Prompt → Reproduce the material below line for line, with no changes to wording, numbers, or order.

Stored data →

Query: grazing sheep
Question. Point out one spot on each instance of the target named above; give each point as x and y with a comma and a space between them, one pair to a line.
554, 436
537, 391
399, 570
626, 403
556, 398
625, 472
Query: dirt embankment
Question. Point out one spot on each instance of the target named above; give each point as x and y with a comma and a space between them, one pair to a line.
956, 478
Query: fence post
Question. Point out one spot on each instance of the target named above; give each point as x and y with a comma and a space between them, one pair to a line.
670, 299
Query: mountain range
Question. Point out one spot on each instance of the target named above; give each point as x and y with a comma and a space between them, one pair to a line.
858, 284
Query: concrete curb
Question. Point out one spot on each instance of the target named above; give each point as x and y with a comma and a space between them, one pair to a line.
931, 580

Written solution →
Query: grazing sheep
Question. Point out one spot on each instance of the target named above; give each point as x and y with a comma and a space between them, one pair to a line.
554, 436
537, 391
399, 570
626, 403
556, 398
625, 472
Query: dirt embankment
Question. Point out one spot on each instance of the target named above; give each point as x and y with a comma and a space between them, one pair to a line.
956, 478
Query: fence post
Question. Point out one spot on each instance of the target named above; give each point as x and y with a comma and a space between them, one pair to a line.
670, 299
Query: mountain range
Question. Point out one spot on each instance of the target named above; give each point as x and y with a comma and a space between them, one pair to a line.
858, 284
Query: concrete curb
Question. Point out one spot on each instance of the target named above; give each point as x and y with a comma and a space between them, one pair to a line.
931, 580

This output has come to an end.